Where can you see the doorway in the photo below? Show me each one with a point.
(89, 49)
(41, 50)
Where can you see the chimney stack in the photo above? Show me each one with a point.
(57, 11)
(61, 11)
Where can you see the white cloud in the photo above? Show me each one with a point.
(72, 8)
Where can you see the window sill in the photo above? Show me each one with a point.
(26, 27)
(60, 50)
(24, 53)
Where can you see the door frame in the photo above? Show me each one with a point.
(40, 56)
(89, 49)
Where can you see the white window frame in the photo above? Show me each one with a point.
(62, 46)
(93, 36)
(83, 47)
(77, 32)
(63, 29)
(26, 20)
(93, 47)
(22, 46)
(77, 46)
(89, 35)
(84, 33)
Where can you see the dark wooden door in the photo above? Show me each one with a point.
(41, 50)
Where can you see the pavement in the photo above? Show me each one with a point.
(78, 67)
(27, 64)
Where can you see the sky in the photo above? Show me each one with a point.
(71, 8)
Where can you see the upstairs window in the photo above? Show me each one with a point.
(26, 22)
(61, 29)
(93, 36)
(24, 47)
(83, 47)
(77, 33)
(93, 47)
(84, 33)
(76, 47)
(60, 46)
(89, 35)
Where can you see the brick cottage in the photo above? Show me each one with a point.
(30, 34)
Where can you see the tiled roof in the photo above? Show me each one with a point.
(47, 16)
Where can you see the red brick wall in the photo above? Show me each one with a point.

● **Exercise requirements**: Copy out exactly the lines running from the line with "Where can you see the tiled" to the end of the records, inclusive.

● **Answer section**:
Where can you see the tiled roof in the photo above? Show me each one with a point.
(47, 16)
Where can you see the red brick wall in the photo above? Show me each one with a point.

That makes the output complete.